● **TEXTE À LIRE**:
┌──

4Car voici la manière dont Arendt distingue préjugé et jugement2. Les préjugés sont définis comme des réponses habituelles et communément partagées à des questions dont on a oublié l’existence et le contenu. La situation de crise est seule capable de révéler leur nature de préjugés et exige par elle-même, de ceux qui la reconnaissent, la mise en œuvre d’un authentique jugement. Les préjugés relèvent donc du registre de l’habitude ; en tant qu’ils simplifient et catégorisent, en tant qu’ils fournissent les éléments de représentation nécessaires à l’effectuation de gestes qui s’inscrivent dans un cadre déterminé et fixe, en tant qu’ils sont donc utiles à la poursuite de la vie même, ils sont adéquats à l’existence sociale. La société en effet, appréhendée du point de vue de son propre fonctionnement, se trouve toujours embarrassée par la singularité et la nouveauté, qu’elle s’empresse de nier, de faire disparaître, ou encore d’intégrer sous une forme altérée, réduite, déviée, au mouvement de sa propre reproduction. Les hiérarchies sociales sont donc intimement liées à la mise en suspens du jugement comme activité et à son remplacement par les préjugés disponibles. Le jugement à l’inverse s’affronte essentiellement au nouveau, au singulier, à ce qui a vocation à accéder dans le monde au statut d’événement. Il n’oblitère aucun fait perturbateur et essaie au contraire de faire droit au trouble induit par le fait. Dans la perspective de transmission et de responsabilité du monde – de conservation – qui est celle de l’éducation, la question qui se pose sera donc de savoir de quelle mémoire spécifique le jugement est porteur. Comment peut-il s’apparenter à une lutte contre l’oubli alors que par définition il ne peut s’appuyer sur la seule « mémoire » sociale, rudimentaire, qui finalement se réduit à la capacité à refaire et à reproduire, à appliquer des théories ou des modèles qui ont déjà fait leurs preuves ?

└──

Extraits de jeux de données d'annotation par points:
┌──

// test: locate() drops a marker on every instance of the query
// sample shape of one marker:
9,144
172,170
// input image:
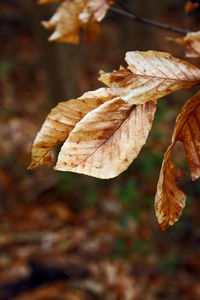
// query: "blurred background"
69,236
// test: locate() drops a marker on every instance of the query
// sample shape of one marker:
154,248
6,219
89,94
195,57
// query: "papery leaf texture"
150,75
190,6
75,15
60,122
105,142
170,200
191,42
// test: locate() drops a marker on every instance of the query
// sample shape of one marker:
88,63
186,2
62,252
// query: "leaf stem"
156,24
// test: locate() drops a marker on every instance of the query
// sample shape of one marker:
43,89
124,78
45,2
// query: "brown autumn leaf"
105,142
191,42
170,200
190,6
150,76
48,1
75,15
61,121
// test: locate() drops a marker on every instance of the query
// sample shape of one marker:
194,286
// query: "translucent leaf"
60,122
170,200
150,76
105,142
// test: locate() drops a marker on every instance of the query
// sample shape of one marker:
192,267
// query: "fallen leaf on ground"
170,200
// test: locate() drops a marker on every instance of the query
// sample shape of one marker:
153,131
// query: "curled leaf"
170,200
105,142
190,6
192,43
75,15
150,76
60,122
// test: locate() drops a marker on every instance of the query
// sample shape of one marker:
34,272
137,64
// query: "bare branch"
156,24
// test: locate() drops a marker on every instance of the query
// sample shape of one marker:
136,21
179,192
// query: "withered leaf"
150,76
190,6
61,121
75,15
170,200
105,142
48,1
191,42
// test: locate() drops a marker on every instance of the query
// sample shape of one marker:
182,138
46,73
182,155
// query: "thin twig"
147,21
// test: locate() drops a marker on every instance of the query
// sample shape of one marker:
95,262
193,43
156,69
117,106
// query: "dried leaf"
66,22
170,200
190,6
192,43
61,121
72,16
48,1
105,142
151,75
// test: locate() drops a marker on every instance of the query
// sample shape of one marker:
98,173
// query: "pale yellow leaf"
75,15
66,22
150,76
61,121
170,200
105,142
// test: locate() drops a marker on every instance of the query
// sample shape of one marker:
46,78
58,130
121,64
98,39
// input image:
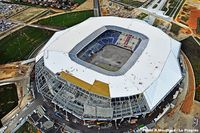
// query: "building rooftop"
155,70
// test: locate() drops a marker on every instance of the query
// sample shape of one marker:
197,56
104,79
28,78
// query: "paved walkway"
187,103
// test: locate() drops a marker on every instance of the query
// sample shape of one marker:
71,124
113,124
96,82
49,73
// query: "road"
23,113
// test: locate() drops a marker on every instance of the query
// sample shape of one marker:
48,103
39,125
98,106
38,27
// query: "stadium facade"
108,68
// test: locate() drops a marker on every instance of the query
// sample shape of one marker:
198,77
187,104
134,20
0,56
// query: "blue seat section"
107,37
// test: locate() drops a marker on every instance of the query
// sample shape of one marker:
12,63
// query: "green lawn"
132,3
66,20
198,25
172,7
79,1
8,99
192,50
20,44
27,128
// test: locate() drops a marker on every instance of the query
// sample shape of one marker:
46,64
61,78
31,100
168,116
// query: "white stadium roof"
155,72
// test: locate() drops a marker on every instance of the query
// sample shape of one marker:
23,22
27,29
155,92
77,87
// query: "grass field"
132,3
175,28
66,20
173,4
192,50
19,45
198,25
8,99
27,128
79,1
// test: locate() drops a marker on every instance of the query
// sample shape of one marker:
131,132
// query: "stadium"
108,68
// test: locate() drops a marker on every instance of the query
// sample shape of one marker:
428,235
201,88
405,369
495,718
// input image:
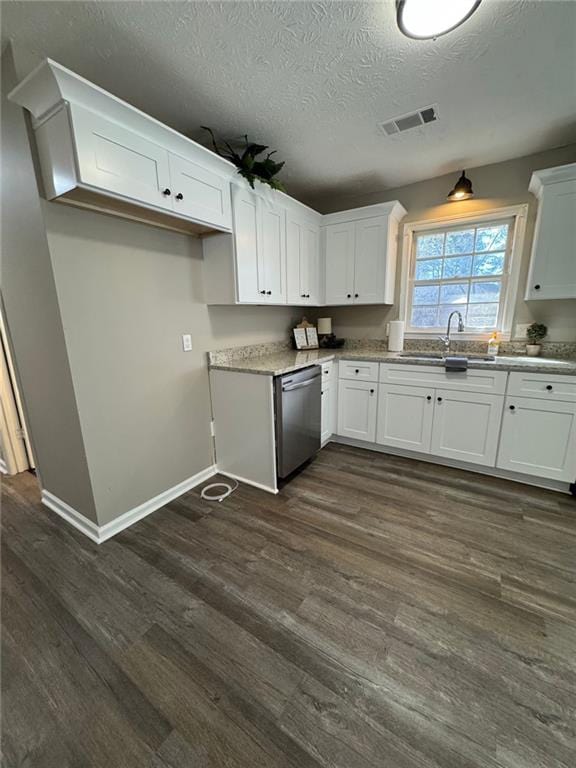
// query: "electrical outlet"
187,342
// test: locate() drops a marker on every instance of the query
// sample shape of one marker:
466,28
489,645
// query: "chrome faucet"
446,339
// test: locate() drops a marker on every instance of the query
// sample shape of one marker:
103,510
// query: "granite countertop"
291,360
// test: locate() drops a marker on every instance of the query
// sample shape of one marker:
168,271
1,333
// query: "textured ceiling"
313,79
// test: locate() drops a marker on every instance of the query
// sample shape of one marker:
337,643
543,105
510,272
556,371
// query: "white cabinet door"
200,194
310,264
405,417
327,410
117,160
553,263
357,409
294,257
370,260
466,426
339,263
539,438
246,236
272,253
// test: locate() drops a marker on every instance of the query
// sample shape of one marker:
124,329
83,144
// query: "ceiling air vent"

└──

● **OBJECTIF DE L'EXERCICE**: Les affirmations (a), (b) et (c) concordent-elles avec le texte sur le préjugé et le jugement ? Répondez par oui ou par non en citant les mots du texte qui tranchent. (a) Les préjugés appartiennent au registre de l'habitude. (b) Le jugement efface les faits perturbateurs. (c) La société accueille sans embarras la singularité et la nouveauté.

● **CORRIGÉ**:
(a) Oui : « Les préjugés relèvent donc du registre de l’habitude ».
(b) Non : « Il n’oblitère aucun fait perturbateur ».
(c) Non : « se trouve toujours embarrassée par la singularité et la nouveauté ».